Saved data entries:

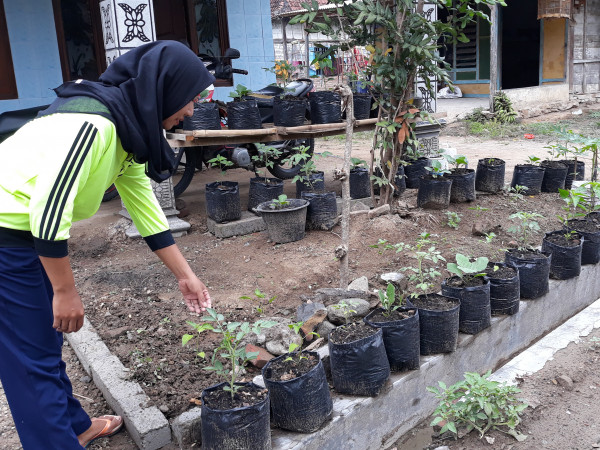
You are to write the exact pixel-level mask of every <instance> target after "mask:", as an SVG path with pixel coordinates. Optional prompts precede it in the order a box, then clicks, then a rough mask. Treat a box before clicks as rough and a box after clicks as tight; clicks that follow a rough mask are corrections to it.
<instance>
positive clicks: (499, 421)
mask: <svg viewBox="0 0 600 450" xmlns="http://www.w3.org/2000/svg"><path fill="white" fill-rule="evenodd" d="M490 374H491V371H488V372H487V373H486V374H485V375H483V376H481V375H479V374H478V373H472V372H466V373H465V375H464V380H462V381H459V382H458V383H456V384H454V385H452V386H450V387H446V384H445V383H443V382H442V381H439V382H438V387H437V388H435V387H427V390H428V391H429V392H431V393H433V394H435V397H436V398H437V399H438V400H440V403H439V405H438V407H437V408H436V410H435V411H434V413H433V414H434V416H435V417H434V419H433V421H432V422H431V426H434V425H437V424H439V423H440V422H442V421H445V422H446V423H445V424H444V426H443V427H442V429H441V433H445V432H446V431H450V432H452V433H454V434H458V429H459V428H462V427H465V428H466V432H467V433H469V432H471V431H472V430H477V432H478V433H479V437H480V438H482V437H483V436H484V435H485V433H487V432H488V431H489V430H498V431H501V432H504V433H507V434H509V435H511V436H513V437H514V438H515V439H517V440H518V441H523V440H525V438H526V437H527V436H525V435H523V434H521V433H520V432H518V431H517V429H516V427H517V425H519V422H520V421H521V418H520V414H521V413H522V412H523V410H525V408H527V406H528V405H527V404H526V403H523V402H522V401H521V400H519V399H518V398H517V397H516V396H515V394H518V393H520V392H521V391H520V390H519V389H518V388H516V387H513V386H507V385H506V383H502V384H500V383H498V382H497V381H490V380H489V379H488V378H489V377H490Z"/></svg>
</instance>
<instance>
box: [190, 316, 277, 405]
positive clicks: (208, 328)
mask: <svg viewBox="0 0 600 450" xmlns="http://www.w3.org/2000/svg"><path fill="white" fill-rule="evenodd" d="M206 312H207V313H208V316H204V317H202V319H201V320H202V322H204V323H200V324H198V323H194V322H188V324H189V325H190V326H192V327H193V328H194V330H195V331H196V332H197V333H198V335H200V334H202V333H203V332H205V331H212V332H213V333H217V334H220V335H221V342H220V344H219V345H218V346H217V347H216V348H215V349H214V350H213V355H212V359H211V365H210V366H207V367H205V368H204V370H211V371H214V372H216V373H217V374H218V375H220V376H222V377H223V378H224V379H225V381H227V384H228V385H227V386H226V387H225V388H223V390H225V391H227V392H230V393H231V397H232V398H233V396H234V395H235V393H236V392H237V391H238V390H239V389H240V386H236V384H235V383H236V380H237V377H238V374H239V372H240V369H241V368H242V367H243V366H244V364H246V363H247V362H248V361H252V360H253V359H256V357H257V356H258V352H246V347H245V345H244V344H243V342H242V341H243V339H244V337H246V336H247V335H248V334H250V333H254V334H260V333H261V332H262V330H264V329H265V328H271V327H273V326H275V325H277V322H273V321H269V320H257V321H256V322H254V323H253V324H250V323H249V322H226V321H225V316H224V315H223V314H219V313H217V311H215V310H214V309H212V308H208V309H207V310H206ZM195 337H199V336H194V335H192V334H184V335H183V337H182V339H181V345H183V346H185V345H186V344H188V343H189V342H190V341H191V340H192V339H194V338H195ZM201 353H202V355H203V356H202V357H204V353H203V352H201ZM219 358H223V359H224V360H226V361H227V362H228V363H229V364H228V366H226V365H224V364H223V362H222V361H221V360H220V359H219Z"/></svg>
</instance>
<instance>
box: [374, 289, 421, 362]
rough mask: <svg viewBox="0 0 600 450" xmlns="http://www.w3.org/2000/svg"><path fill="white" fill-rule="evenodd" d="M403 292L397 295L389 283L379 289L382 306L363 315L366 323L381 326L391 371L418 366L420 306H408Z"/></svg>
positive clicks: (381, 303)
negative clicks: (364, 317)
mask: <svg viewBox="0 0 600 450" xmlns="http://www.w3.org/2000/svg"><path fill="white" fill-rule="evenodd" d="M404 296H405V295H404V294H403V293H399V295H397V294H396V287H395V286H394V285H393V284H391V283H388V285H387V289H386V290H385V292H384V291H379V301H380V302H381V308H377V309H375V310H373V311H372V312H371V313H369V314H368V315H367V316H366V317H365V318H364V321H365V323H367V324H369V325H371V326H373V327H377V328H381V329H382V330H383V343H384V346H385V352H386V354H387V358H388V361H389V363H390V370H391V371H392V372H401V371H404V370H416V369H418V368H419V366H420V362H419V354H420V352H421V349H420V345H419V341H420V328H419V310H418V309H417V308H415V307H411V306H408V305H407V304H406V303H405V301H404Z"/></svg>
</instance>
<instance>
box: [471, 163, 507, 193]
mask: <svg viewBox="0 0 600 450" xmlns="http://www.w3.org/2000/svg"><path fill="white" fill-rule="evenodd" d="M491 160H493V162H490V161H491ZM505 173H506V162H505V161H504V160H502V159H499V158H483V159H480V160H479V161H478V162H477V171H476V172H475V190H477V191H481V192H490V193H492V194H495V193H497V192H501V191H502V189H504V175H505Z"/></svg>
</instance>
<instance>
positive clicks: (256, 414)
mask: <svg viewBox="0 0 600 450" xmlns="http://www.w3.org/2000/svg"><path fill="white" fill-rule="evenodd" d="M226 384H227V383H219V384H216V385H214V386H211V387H208V388H206V389H204V390H203V391H202V396H201V398H202V412H201V414H202V421H201V427H202V448H203V449H205V450H240V449H246V448H251V449H257V450H270V449H271V426H270V415H269V409H270V408H269V406H270V405H269V395H268V394H267V397H266V398H265V399H264V400H263V401H261V402H260V403H257V404H256V405H251V406H246V407H243V408H234V409H225V410H218V409H212V408H209V407H208V406H206V400H205V399H206V395H207V394H208V393H209V392H212V391H216V390H219V389H221V390H222V389H223V386H224V385H226ZM236 384H240V385H242V384H248V385H252V386H256V385H254V384H253V383H236ZM256 387H258V386H256ZM259 389H260V388H259Z"/></svg>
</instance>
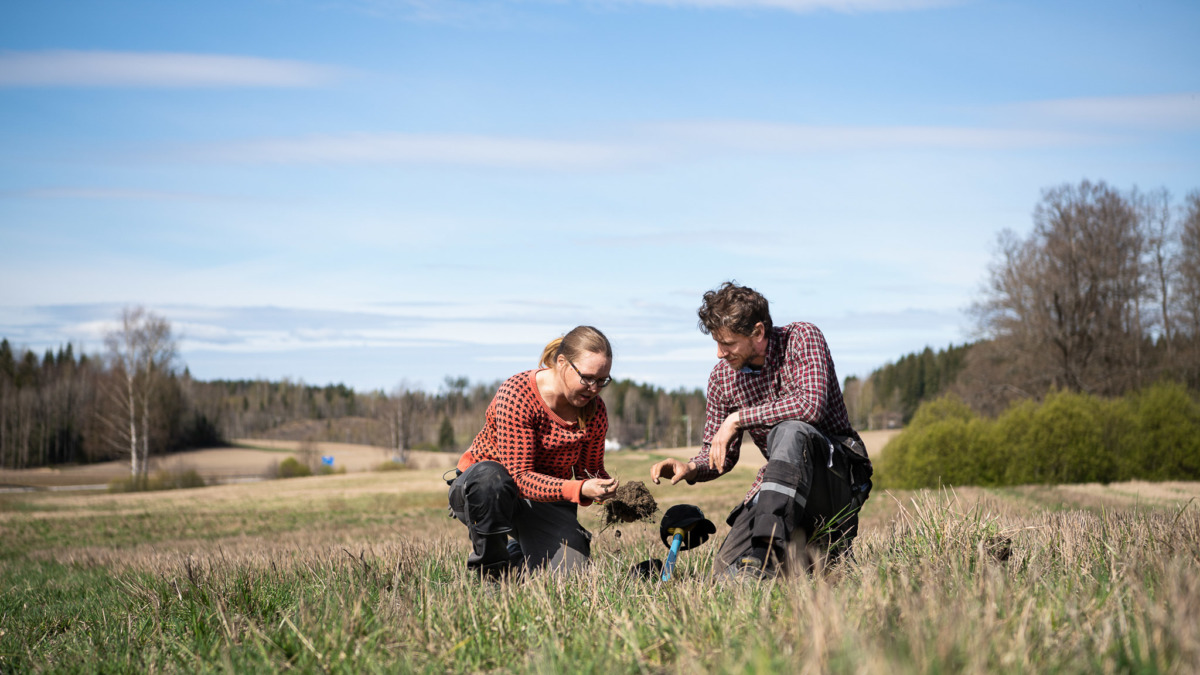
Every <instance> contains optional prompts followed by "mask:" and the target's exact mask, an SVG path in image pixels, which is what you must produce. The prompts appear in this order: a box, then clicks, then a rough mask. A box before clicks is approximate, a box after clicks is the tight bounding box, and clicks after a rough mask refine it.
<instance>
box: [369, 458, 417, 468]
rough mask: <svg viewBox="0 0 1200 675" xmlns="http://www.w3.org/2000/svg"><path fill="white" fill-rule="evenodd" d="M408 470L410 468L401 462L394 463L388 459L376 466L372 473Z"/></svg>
mask: <svg viewBox="0 0 1200 675" xmlns="http://www.w3.org/2000/svg"><path fill="white" fill-rule="evenodd" d="M410 468H412V467H410V466H408V465H407V464H404V462H402V461H396V460H394V459H390V460H388V461H385V462H382V464H377V465H376V467H374V471H408V470H410Z"/></svg>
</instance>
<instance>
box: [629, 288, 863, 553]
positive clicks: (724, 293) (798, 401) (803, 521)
mask: <svg viewBox="0 0 1200 675" xmlns="http://www.w3.org/2000/svg"><path fill="white" fill-rule="evenodd" d="M698 315H700V329H701V330H702V331H703V333H704V334H708V335H712V336H713V340H715V341H716V356H718V358H720V359H721V362H720V363H718V364H716V366H714V368H713V372H712V374H710V375H709V378H708V392H707V399H708V400H707V419H706V422H704V438H703V443H702V446H701V449H700V453H698V454H697V455H696V456H695V458H692V459H691V460H690V461H688V462H686V464H684V462H683V461H680V460H677V459H667V460H662V461H660V462H658V464H655V465H654V466H653V467H652V468H650V479H652V480H654V483H659V480H660V479H661V478H667V479H670V480H671V484H672V485H674V484H678V483H679V482H680V480H686V482H688V484H695V483H696V482H697V480H712V479H714V478H718V477H720V476H721V474H722V473H726V472H728V471H730V470H732V468H733V466H734V465H737V462H738V458H739V455H740V446H742V436H743V434H744V432H749V434H750V437H751V438H752V440H754V442H755V444H756V446H758V449H760V450H762V453H763V456H766V459H767V464H766V466H763V467H762V470H761V471H760V472H758V476H757V478H756V479H755V482H754V484H752V485H751V486H750V491H749V492H748V494H746V497H745V500H744V501H743V502H742V504H739V506H738V507H737V508H734V509H733V513H731V514H730V518H728V520H727V522H728V525H730V526H731V527H732V528H731V530H730V534H728V537H726V539H725V543H722V544H721V550H720V551H719V552H718V558H716V560H718V572H722V571H724V572H727V573H733V574H737V573H749V574H757V575H773V574H775V573H776V572H790V573H797V572H800V571H806V569H809V568H810V566H811V561H810V558H809V556H808V555H809V554H808V544H809V542H810V540H814V542H816V543H820V544H823V545H824V546H827V548H830V549H832V552H833V555H834V556H838V555H840V554H842V552H845V551H847V550H848V548H850V544H851V542H852V540H853V538H854V536H856V534H857V528H858V515H857V512H858V508H859V507H862V504H863V502H864V501H866V495H868V492H869V491H870V474H871V464H870V460H869V459H868V456H866V448H865V447H864V446H863V442H862V438H859V436H858V434H857V432H856V431H854V430H853V429H852V428H851V425H850V418H848V417H847V414H846V404H845V401H844V400H842V395H841V387H840V386H839V384H838V375H836V372H835V371H834V364H833V358H832V357H830V356H829V346H828V345H827V344H826V340H824V336H823V335H822V334H821V330H818V329H817V327H816V325H812V324H811V323H803V322H797V323H790V324H787V325H784V327H775V325H774V324H773V323H772V319H770V311H769V307H768V303H767V299H766V298H763V297H762V295H761V294H760V293H757V292H755V291H754V289H752V288H746V287H744V286H738V285H736V283H733V282H726V283H724V285H722V286H721V287H720V288H718V289H716V291H709V292H707V293H704V301H703V304H702V305H701V307H700V312H698Z"/></svg>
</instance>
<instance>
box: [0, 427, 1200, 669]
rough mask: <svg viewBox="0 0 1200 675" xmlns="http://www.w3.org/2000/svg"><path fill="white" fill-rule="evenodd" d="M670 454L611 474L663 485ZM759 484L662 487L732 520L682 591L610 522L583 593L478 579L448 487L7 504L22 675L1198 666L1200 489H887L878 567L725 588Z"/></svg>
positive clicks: (1111, 488)
mask: <svg viewBox="0 0 1200 675" xmlns="http://www.w3.org/2000/svg"><path fill="white" fill-rule="evenodd" d="M869 443H870V441H869ZM875 449H876V448H875V447H874V446H872V450H875ZM686 452H688V450H672V453H686ZM662 456H666V455H665V454H664V453H655V452H649V453H646V452H637V453H625V452H622V453H613V454H611V455H608V465H610V470H611V471H612V472H613V473H614V474H617V476H619V477H620V478H622V479H623V480H626V482H628V480H646V472H647V468H648V466H649V464H650V462H653V461H656V460H658V459H661V458H662ZM755 470H756V466H752V465H751V462H745V464H743V465H740V466H738V467H737V468H736V470H734V471H733V472H732V473H731V474H730V476H727V477H724V478H721V479H719V480H715V482H713V483H708V484H703V485H697V486H667V485H658V486H655V485H649V488H650V489H652V492H653V494H654V495H655V497H656V498H658V500H659V502H660V507H661V508H666V507H670V506H671V504H673V503H680V502H688V503H695V504H697V506H700V507H701V508H702V509H703V510H704V512H706V513H707V514H708V515H709V518H710V519H712V520H713V521H714V522H716V525H718V533H716V537H715V538H714V540H713V542H710V543H708V544H706V545H704V546H702V548H698V549H696V550H694V551H686V552H684V554H682V556H680V567H679V571H678V574H677V579H676V580H674V581H672V583H671V584H670V585H667V586H661V585H658V584H652V583H646V581H638V580H632V579H630V578H628V575H626V571H628V568H629V566H631V565H632V563H635V562H638V561H641V560H644V558H647V557H652V556H654V557H665V552H666V549H665V548H664V546H662V544H661V542H660V540H659V537H658V527H656V524H646V522H636V524H629V525H622V526H617V527H608V528H607V530H605V528H602V527H601V526H600V522H599V510H598V509H596V508H587V509H582V512H581V520H582V522H583V524H584V526H587V527H588V528H589V530H590V531H592V532H593V533H594V540H593V562H594V565H593V566H592V568H590V569H589V571H588V572H587V573H586V574H583V575H580V577H576V578H571V579H565V580H564V579H556V578H553V577H548V575H535V577H534V578H532V579H528V580H524V581H521V583H515V584H503V585H490V584H480V583H479V581H478V580H475V579H472V578H469V577H468V575H467V574H466V573H464V569H463V561H464V558H466V554H467V542H466V531H464V528H463V527H462V526H461V525H458V524H457V522H456V521H454V520H450V519H448V518H446V508H445V484H444V483H443V482H442V480H440V474H442V471H443V470H442V468H437V467H434V468H424V470H412V471H396V472H378V473H374V472H361V473H347V474H336V476H325V477H313V478H294V479H287V480H271V482H262V483H253V484H230V485H220V486H211V488H203V489H193V490H174V491H166V492H157V494H119V495H109V494H89V492H74V494H59V492H25V494H10V495H0V540H4V546H2V551H0V671H13V670H16V671H24V670H32V671H37V670H86V671H96V670H103V671H188V673H191V671H205V670H227V671H228V670H233V671H262V670H283V669H293V668H294V669H300V670H304V671H338V673H359V671H397V670H400V671H413V670H418V671H438V673H444V671H454V673H468V671H470V673H474V671H481V670H484V671H494V670H515V671H564V670H565V671H606V673H608V671H611V673H635V671H642V673H649V671H668V673H689V671H706V673H708V671H772V673H775V671H785V673H790V671H796V673H798V671H809V673H931V671H967V673H984V671H986V673H991V671H1062V673H1096V671H1140V673H1189V671H1195V670H1196V669H1200V637H1198V634H1196V632H1195V626H1198V625H1200V509H1198V504H1196V503H1195V501H1196V500H1195V497H1196V496H1200V484H1196V483H1154V484H1150V483H1126V484H1114V485H1063V486H1022V488H1014V489H1003V490H985V489H976V488H967V489H958V490H948V491H914V492H896V494H887V492H878V494H876V495H874V496H872V498H871V500H870V502H869V503H868V504H866V508H865V510H864V518H863V532H862V536H860V537H859V540H858V544H857V545H856V550H857V555H856V562H853V563H850V565H845V566H838V567H835V568H832V569H829V571H826V572H823V573H821V574H817V575H816V577H814V578H811V579H808V578H805V579H798V580H790V581H769V583H752V581H746V583H714V581H713V580H712V579H710V578H709V575H708V572H709V571H710V567H712V561H713V555H714V554H715V551H716V545H718V543H719V540H720V538H721V537H722V536H724V534H725V533H726V532H727V530H728V527H727V526H726V525H725V522H724V519H725V515H726V513H727V510H728V509H730V508H731V507H732V506H733V504H734V503H736V502H737V501H738V500H739V498H740V496H742V495H743V494H744V491H745V489H746V486H748V484H749V482H750V479H751V478H752V476H754V472H755Z"/></svg>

» Activity
In the entries above, find each line with "target" and list it.

» Solution for this problem
You are to write the exact pixel-level mask of every <instance> target after "mask:", as an SVG path with pixel coordinates. Optional prompts precede it in the order a box, then clicks, then a rough mask. Treat a box before clicks as rough and a box after clicks as tight; clicks that follow a rough mask are corrections to it.
Every <instance> contains optional prompts followed by "mask:" and the target's exact mask, an SVG path in image pixels, which is what you must produce. The prompts appear in this order: a box, then clicks, then a rough mask. A box before clicks is approximate, a box after clicks is the tight bounding box, and clicks after a rough mask refine it.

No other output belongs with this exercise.